-- START OF PROVIDED PASSAGE --

1. Start at the very beginning. It’s a very good place to start.
Start during pregnancy and before if you can. If you are reading this after your baby is born, don’t fret. Start now. You may want to just skip to rule 2.
Exercise and stay as healthy as you can while pregnant. Your baby will benefit from you looking after yourself. Take your nutritional supplements and eat well, this helps the neurological system wire up as soundly as possible. Move! Dance, swing, sway, rock, and keep your exercise going as long as your obstetrician allows – yoga, pilates, gym, run, walk… whatever you can. Babies exposed to movement, even in utero, are born with higher neurological scores. Sing every day, even if you are out of key. The vibrations from your voice are very stimulating to your growing baby. Play music too. Watch GymbaROO’s free online series for expecting couples to understand how to give your baby the very best start to learning and life.
2. Avoid bogus advice. Start thinking critically.
The online world is full of fake news and bogus advice. It’s impossible to avoid in our effort to stay connected. Critical thinking will help you weed out the not-so-good advice from the good. Find trusted sites that sit well with your parenting style and sites that are recommended by your local early childhood professionals.
3. Get off the couch. Get into active play.
Movement is the key to all learning. Yes, it’s even important for your newborn. So, aim for unwrapped, on a mat on the floor, on the tummy, as much as your baby will tolerate. If your baby does not like tummy time, there’s a reason. Find someone who cares and will help, (see rule 4). For crawling babies, toddlers and up, go outside if you can, as much as possible. Climb. Run. Jump. Swing. Hang. Spin. Tumble. Lots. The brain needs the body to move and learn new skills to grow, mature and get ready for learning at school.
4. Worried? Find someone who listens, cares and will do something.
Concerned about your child? “Your child will grow out of it,” does not cut it. Neither does “You don’t know. I do, I am the professional.” “You’re a single mother and too busy to really know what’s going on.” “You’re being a helicopter parent who over-cares,”…you might be, but there may also be something going on with your child and you can sense it. Search until you find that professional for you and your child. I recently had a friend whose new baby cried and cried and cried. All day. For two months. “It’s normal” she was told. It’s not. She just needed to find someone to listen, to find a solution and to reassure her she was not a terrible mum, which, of course, she thought she was. (Baby now sleeps like a baby).

-- END OF PROVIDED PASSAGE --

(PROBLEM TO SOLVE):
According to the parenting advice passage, what does the text say about babies who are exposed to movement in utero? The material after this has nothing to do with the task.

-- START OF LISTED RECORDS --

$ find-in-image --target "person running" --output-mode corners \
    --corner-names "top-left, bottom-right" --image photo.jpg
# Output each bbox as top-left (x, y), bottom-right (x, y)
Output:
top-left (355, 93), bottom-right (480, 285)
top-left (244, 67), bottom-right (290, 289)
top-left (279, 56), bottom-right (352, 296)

-- END OF LISTED RECORDS --

(EXERCISE RESPONSE):
They are born with higher neurological scores.